Job A>
Answer these questions from the GMI Design Project text:
(i) What full name does the GMI3S abbreviation stand for?
(ii) Where can intermediate outcomes of the project be found?
(iii) What is the Internet global routing system called?
Job B>
From the GMI Design Project text, set down the part starting with "The goal of the" and going on through "Design Project site.".

The GMI Design Project

The goal of the GMI project (Designing a Global Measurement Infrastructure to Improve Internet Security, or GMI3S) is to design a new generation of measurement infrastructure for the Internet, which will support collection, curation, archiving, and expanded sharing of data needed to advance critical scientific research on the security, stability, and resilience of Internet infrastructure.

Find the original proposal and additional technical details on the MSRI-GMI3S Funding page.

Intermediate outcomes of the project are on the GMI Design Project site.

Project Overview

GMI Design Project Site at gmi3s.caida.org

The goal of this project is to design a new generation of measurement infrastructure for the Internet, which will support collection, curation, archiving, and expanded sharing of data needed to advance critical scientific research on the security, stability, and resilience of Internet infrastructure. While the Internet has become critical infrastructure permeating all aspects of modern society, its security and trustworthy character are subject to constant threats and attacks. The security of the Internet infrastructure is a high priority for the security research community, but that community is greatly hindered by a lack of relevant data. Our project attempts to improve this situation by gathering data that can inform the development of longlasting advances in security.

Our focus is on the Internet as a data transport service, and the vulnerabilities specific to that layer: attacks on the Internet global routing system (the Border Gateway Protocol or BGP) that deflect traffic to bogus destinations (a persistent problem), abuses of the Domain Name System (a widespread, pernicious problem), attacks on the key management system (the Certificate Authorities) that underpin identity and authentication on the Internet, and spoofing of Internet addresses in order to disrupt regions of the Internet with untraceable traffic (Denial of Service attacks).

Collected material>
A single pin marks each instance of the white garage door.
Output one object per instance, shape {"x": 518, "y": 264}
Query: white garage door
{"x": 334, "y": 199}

Complete answer A>
(i) Designing a Global Measurement Infrastructure to Improve Internet Security
(ii) On the GMI Design Project site
(iii) The Border Gateway Protocol, or BGP

Complete answer B>
The goal of the GMI project (Designing a Global Measurement Infrastructure to Improve Internet Security, or GMI3S) is to design a new generation of measurement infrastructure for the Internet, which will support collection, curation, archiving, and expanded sharing of data needed to advance critical scientific research on the security, stability, and resilience of Internet infrastructure.

Find the original proposal and additional technical details on the MSRI-GMI3S Funding page.

Intermediate outcomes of the project are on the GMI Design Project site.